* _Aim of the exercise_
Copy out the lines below word for word, changing nothing.

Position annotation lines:
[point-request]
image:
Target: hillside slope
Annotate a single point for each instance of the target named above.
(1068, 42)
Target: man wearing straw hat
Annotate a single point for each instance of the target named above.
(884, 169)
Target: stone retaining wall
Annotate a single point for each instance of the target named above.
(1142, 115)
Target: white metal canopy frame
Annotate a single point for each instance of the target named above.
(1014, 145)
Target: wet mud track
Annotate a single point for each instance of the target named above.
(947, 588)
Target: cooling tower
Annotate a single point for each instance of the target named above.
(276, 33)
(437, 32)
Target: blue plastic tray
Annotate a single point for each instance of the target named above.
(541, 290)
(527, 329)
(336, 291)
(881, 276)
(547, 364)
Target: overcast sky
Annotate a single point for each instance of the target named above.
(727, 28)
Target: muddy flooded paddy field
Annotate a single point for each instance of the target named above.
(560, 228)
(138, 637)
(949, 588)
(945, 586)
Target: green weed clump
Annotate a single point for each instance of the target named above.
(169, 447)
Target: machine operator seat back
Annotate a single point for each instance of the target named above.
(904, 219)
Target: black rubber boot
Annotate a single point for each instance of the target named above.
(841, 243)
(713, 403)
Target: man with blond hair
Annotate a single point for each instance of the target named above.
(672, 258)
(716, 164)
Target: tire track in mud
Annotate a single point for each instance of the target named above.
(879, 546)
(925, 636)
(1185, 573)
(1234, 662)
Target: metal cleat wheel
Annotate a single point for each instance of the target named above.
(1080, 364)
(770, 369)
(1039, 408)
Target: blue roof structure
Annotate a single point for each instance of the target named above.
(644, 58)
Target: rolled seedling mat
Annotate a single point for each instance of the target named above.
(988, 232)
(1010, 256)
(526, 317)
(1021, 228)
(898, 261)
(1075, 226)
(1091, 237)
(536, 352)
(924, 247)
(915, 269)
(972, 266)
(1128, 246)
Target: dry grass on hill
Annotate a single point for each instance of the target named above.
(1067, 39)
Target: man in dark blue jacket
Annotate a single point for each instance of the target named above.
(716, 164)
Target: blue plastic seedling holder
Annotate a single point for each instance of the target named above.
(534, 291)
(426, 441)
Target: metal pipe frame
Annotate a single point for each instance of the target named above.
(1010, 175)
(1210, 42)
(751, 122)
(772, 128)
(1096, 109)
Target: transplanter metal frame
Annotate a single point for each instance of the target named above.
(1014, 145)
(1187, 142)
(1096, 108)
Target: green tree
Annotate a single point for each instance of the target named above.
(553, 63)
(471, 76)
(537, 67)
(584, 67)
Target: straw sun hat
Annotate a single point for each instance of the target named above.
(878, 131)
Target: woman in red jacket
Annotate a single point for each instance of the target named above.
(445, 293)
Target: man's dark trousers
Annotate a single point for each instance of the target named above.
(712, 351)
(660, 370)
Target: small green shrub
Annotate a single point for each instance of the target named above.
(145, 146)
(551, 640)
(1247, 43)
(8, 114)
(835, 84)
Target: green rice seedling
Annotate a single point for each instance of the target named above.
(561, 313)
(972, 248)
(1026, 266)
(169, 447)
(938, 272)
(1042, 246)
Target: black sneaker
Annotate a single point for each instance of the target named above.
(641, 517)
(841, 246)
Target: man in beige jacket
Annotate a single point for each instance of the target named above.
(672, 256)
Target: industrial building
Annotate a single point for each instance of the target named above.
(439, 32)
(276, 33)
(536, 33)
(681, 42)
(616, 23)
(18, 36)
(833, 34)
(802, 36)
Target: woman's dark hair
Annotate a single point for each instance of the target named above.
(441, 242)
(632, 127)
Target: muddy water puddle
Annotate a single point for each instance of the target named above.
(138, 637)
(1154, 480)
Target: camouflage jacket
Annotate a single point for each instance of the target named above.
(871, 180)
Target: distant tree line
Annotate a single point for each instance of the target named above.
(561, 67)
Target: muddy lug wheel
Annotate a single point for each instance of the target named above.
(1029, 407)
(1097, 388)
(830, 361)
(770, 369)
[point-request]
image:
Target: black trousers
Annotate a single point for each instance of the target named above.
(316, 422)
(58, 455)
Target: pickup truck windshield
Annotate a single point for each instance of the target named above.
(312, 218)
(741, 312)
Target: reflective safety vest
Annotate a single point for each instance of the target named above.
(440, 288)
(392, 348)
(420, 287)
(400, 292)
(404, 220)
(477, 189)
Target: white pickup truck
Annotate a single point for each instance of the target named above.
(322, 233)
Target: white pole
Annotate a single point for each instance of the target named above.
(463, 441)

* _Solution for this problem_
[point-request]
image:
Target: hillside slope
Annotate a single point for each instance of the target named above.
(1068, 42)
Target: man wearing straw hat
Annotate a single point for each instance of the target named above.
(884, 169)
Target: stone retaining wall
Annotate a single point for each instance of the target named above.
(1142, 115)
Target: white metal canopy frame
Annotate a single point for each instance of the target named above.
(1014, 145)
Target: wet mud track
Annotate a single point for each instance of the target named above.
(947, 588)
Target: cooling tower
Annotate a single point for each instance of the target named above.
(276, 33)
(437, 32)
Target: blue plastic tray
Annotate a single point for each instance of the target named above.
(541, 290)
(527, 329)
(336, 291)
(881, 276)
(547, 364)
Target: overcast sky
Annotate a single point for each instance of the target named above.
(727, 28)
Target: muddy flooded paddy field
Annotate a single point for each instance of the target named above.
(560, 228)
(138, 637)
(949, 588)
(945, 586)
Target: green weed clump
Annotate a single point for each instance of the target named above.
(169, 447)
Target: machine operator seat back
Annotate a single point for each instance of the target named above.
(904, 219)
Target: black rubber boot
Annotate a single point for each instance of the target named above.
(841, 243)
(713, 403)
Target: man with blond hair
Annotate a single point for each instance of the target named above.
(672, 258)
(716, 164)
Target: tire track in mud
Annotate a single point for each instance of the target named above.
(879, 546)
(925, 636)
(1185, 573)
(1234, 662)
Target: metal cleat wheel
Annotate a single point for each instance of the target named above.
(1080, 364)
(770, 369)
(1039, 408)
Target: blue roof structure
Annotate a single point for each instance of the target named above.
(644, 58)
Target: rolled seedling mat
Annotate a single point for each instance of the target named above.
(988, 232)
(1010, 256)
(526, 317)
(1021, 228)
(898, 261)
(1075, 226)
(1091, 237)
(536, 352)
(924, 247)
(915, 269)
(972, 266)
(1128, 246)
Target: dry grass on hill
Annotate a single point for each instance of the target named above.
(1067, 39)
Target: man in dark blue jacket
Annotate a single point for each instance of the target named above.
(716, 164)
Target: blue plastic seedling holder
Annotate a single point for each instance of the target named above.
(534, 291)
(426, 441)
Target: metal pipe frame
Annotate a single point for each instance of the target named above.
(1010, 175)
(1210, 42)
(751, 122)
(772, 128)
(1096, 109)
Target: transplanter metal frame
Annotate a single point for each instance of the target named above.
(1014, 145)
(1187, 142)
(1096, 108)
Target: green tree
Annotate a single point for each instance of the target named above.
(553, 63)
(471, 76)
(537, 67)
(584, 67)
Target: straw sun hat
Annotate a single point for each instance of the target named above.
(878, 131)
Target: woman in red jacket
Annotate a single point for each instance of the target named above.
(445, 293)
Target: man's dark trousers
Annotate a single point for each instance of the target named above.
(712, 351)
(660, 370)
Target: small green shrub
Annotate a single point for each instance of the target named above.
(145, 146)
(551, 640)
(1247, 43)
(8, 114)
(835, 84)
Target: green rice seedling
Annotate a single point for each instance of the target named above.
(561, 313)
(972, 248)
(1026, 266)
(169, 447)
(938, 272)
(1042, 246)
Target: black sneaker
Annotate a single point for each instance of the target named above.
(641, 517)
(841, 246)
Target: man in beige jacket
Annotate a single point for each instance of the target named above.
(672, 256)
Target: industrial building
Annotate a single point for each instance of the target named above.
(439, 32)
(276, 33)
(536, 33)
(681, 42)
(616, 23)
(18, 36)
(833, 34)
(802, 36)
Target: woman's dark hair
Annotate a single point for each instance of the target named above.
(441, 242)
(632, 127)
Target: muddy water puddle
Annotate a single point for each instance of the target named above.
(138, 637)
(1154, 480)
Target: camouflage jacket
Annotate a single point for each instance of the target named above.
(871, 180)
Target: distant tree line
Annotate a single point for each instance of the target named above.
(561, 67)
Target: muddy lug wheel
Annotate a single point for each instance of the target named above.
(1029, 407)
(1097, 388)
(830, 361)
(770, 369)
[point-request]
image:
Target: black trousers
Annotate a single point for each instance of the target named above.
(316, 422)
(58, 455)
Target: pickup truck windshield
Annotate a single point for each instance of the target named above.
(312, 218)
(741, 312)
Target: reflective safety vest
Annotate a single point for each instance of the target named above.
(440, 288)
(392, 348)
(420, 287)
(400, 292)
(404, 220)
(477, 189)
Target: white pickup truck
Annotate a single point for each instance of the target named above.
(322, 233)
Target: white pole
Annotate a single point for each instance of the target named above.
(463, 441)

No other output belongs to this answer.